Supplied records |
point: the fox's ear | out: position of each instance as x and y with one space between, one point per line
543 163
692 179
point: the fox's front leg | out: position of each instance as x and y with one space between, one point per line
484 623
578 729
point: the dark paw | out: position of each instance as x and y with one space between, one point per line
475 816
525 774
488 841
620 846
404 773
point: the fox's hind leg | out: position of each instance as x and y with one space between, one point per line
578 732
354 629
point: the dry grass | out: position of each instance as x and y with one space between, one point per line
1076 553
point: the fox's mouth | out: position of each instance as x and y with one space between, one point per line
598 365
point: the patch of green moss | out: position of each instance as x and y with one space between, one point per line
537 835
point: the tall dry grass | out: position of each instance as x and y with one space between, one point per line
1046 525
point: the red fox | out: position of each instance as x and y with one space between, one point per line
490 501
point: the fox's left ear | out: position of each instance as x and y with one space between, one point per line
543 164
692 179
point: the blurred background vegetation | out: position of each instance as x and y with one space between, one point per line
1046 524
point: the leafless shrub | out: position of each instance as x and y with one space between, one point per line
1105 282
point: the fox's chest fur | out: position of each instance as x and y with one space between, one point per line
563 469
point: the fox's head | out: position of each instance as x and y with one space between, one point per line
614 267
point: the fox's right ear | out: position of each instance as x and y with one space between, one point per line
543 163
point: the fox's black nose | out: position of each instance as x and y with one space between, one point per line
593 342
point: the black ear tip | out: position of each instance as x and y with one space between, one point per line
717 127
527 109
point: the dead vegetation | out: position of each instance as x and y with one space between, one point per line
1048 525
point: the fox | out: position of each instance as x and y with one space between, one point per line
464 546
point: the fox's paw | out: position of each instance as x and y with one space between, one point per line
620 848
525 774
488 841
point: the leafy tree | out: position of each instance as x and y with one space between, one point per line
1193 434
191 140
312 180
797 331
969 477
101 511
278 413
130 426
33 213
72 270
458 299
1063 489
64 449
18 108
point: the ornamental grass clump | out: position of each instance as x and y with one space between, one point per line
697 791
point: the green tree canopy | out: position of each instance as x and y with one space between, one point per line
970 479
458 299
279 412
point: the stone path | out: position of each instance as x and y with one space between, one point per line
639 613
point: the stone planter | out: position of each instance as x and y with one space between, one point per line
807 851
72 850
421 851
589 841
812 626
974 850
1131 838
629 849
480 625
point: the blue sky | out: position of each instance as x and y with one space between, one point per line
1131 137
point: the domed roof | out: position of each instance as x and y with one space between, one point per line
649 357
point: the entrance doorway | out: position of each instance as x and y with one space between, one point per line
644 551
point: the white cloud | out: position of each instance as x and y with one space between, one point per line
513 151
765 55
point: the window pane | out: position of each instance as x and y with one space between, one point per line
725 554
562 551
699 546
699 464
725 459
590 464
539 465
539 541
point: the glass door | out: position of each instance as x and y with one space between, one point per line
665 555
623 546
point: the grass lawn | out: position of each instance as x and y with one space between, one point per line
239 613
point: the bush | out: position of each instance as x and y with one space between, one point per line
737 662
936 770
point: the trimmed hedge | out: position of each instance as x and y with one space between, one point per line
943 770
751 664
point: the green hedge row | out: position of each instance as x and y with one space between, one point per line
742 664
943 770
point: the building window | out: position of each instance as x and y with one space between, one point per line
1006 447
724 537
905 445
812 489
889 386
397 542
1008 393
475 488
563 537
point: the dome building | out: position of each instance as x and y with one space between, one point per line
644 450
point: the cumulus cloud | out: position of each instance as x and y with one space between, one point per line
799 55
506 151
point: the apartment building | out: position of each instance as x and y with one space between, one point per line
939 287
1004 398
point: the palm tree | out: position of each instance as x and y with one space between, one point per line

Activity | Only an exact transcription of all the entries will do.

The completed task |
point: the fox's ear | out: position of each instance as x and y with one space between, one point per line
543 163
692 179
point: the fox's front leg | out: position of each instance as x and y with one space between, one point per line
484 623
578 729
point: the dark paw | out: position of each instance as x and y with one space between, one point per line
475 816
525 774
488 841
620 846
404 773
point: the fox's hind leg | out: position of each instance as x and y with one space between, one point per line
578 732
354 629
point: the dry grass | out: position of each instance as x and y with one space between, one point per line
1076 553
point: the fox's mouth | out: position of each instance as x and y with one space between, one point per line
598 365
point: the patch of green moss | out: position of each instance as x and y with one space between, one point per line
537 835
point: the tall dry grass | out: position of each instance as x and y with one space between, one point per line
1046 525
point: the red fox | out: position of each instance as x and y with one space between, one point per line
490 501
point: the fox's left ear | out: position of each instance as x and y with one space between, one point per line
543 164
692 179
point: the blurred background vegetation | out: position of each instance as x and y with one space between, one point per line
1046 524
point: the leafless shrub | out: position of each instance as x and y with one space between, one point per line
1105 282
point: the fox's chest fur | out: position of each instance as x and y with one space between, one point per line
563 469
point: the fox's head | out: position of each instance as x and y with one space between, one point per line
614 267
point: the fox's right ear | out: position of each instance as x and y with one space between, one point per line
543 163
point: the fox's black nose | out: position of each instance as x and y with one space between, one point per line
593 342
point: the black ear tip | out: position of each instance as x and y with one space between, one point per line
717 127
527 109
point: the dead vegetation | out: position of each instance as x and y with one space between, one point per line
1048 525
point: the fox | out: position of each instance as x and y with one space between, one point per line
464 546
point: the fox's paw | out: position of each instance as x and y with one space between, one point per line
620 848
525 774
488 841
point: the leafy tree | out: position of each instance as x and y with one space between, one point per line
1193 434
191 140
312 180
797 331
969 477
101 511
278 413
130 426
33 213
72 270
458 299
1063 489
64 449
18 108
point: the ornamental grass clump | out: position of each instance as x and y with one space between, one point per line
697 791
point: the green tree canopy | out: position of each instance as x and y with one space between, one point per line
970 479
458 299
279 412
point: the stone path | out: position of each instance as x and y with one space between, one point per line
639 613
point: the stone planter | out: position of each instance as x and y with one space between, one point per line
807 851
72 850
421 851
589 841
812 626
974 850
1131 838
629 849
480 625
point: the blue sky | out: position of each instance as x and y with one space between, one point per line
1131 137
point: the domed roof | out: position of each instance as x and y with one space between, one point per line
649 357
point: the entrance doorway | out: position of each instance as x and y with one space between, one point per line
644 551
point: the white cloud | out: position of each instance as x and y with one space between, one point per line
513 151
765 55
point: the window pane | out: position of each instance as x and y with one space between, one point per line
725 554
562 551
699 546
699 464
725 459
590 464
539 465
539 541
point: the glass door | out: position of each instance as x and y with one space between, one point per line
665 555
623 546
point: the grass lawn | out: position of each instance as x and y with one space between, one point per line
239 613
point: the bush | out: position of each instance as x and y with one space between, one point per line
737 662
936 770
point: the trimmed hedge | out: position of each instance as x and y with one space between, one point per line
943 770
751 664
point: the green hedge row | out: position of each instance as x and y with one space between, one point per line
742 664
943 770
point: the building window | out: position of each instance as x and y with one space between, one point per line
1006 447
724 537
905 445
812 489
889 386
397 542
1008 393
475 488
563 537
point: the dome building | out: position of each instance as x and y with one space between, one point per line
644 450
point: the cumulus cloud | out: position of each instance as x and y with one space between, one point per line
799 55
506 151
point: the apartment building | out: position of each instance as x and y with one space between, one point per line
939 287
1004 398
point: the palm tree | out: position of each instance as x and y with one space between, one point per line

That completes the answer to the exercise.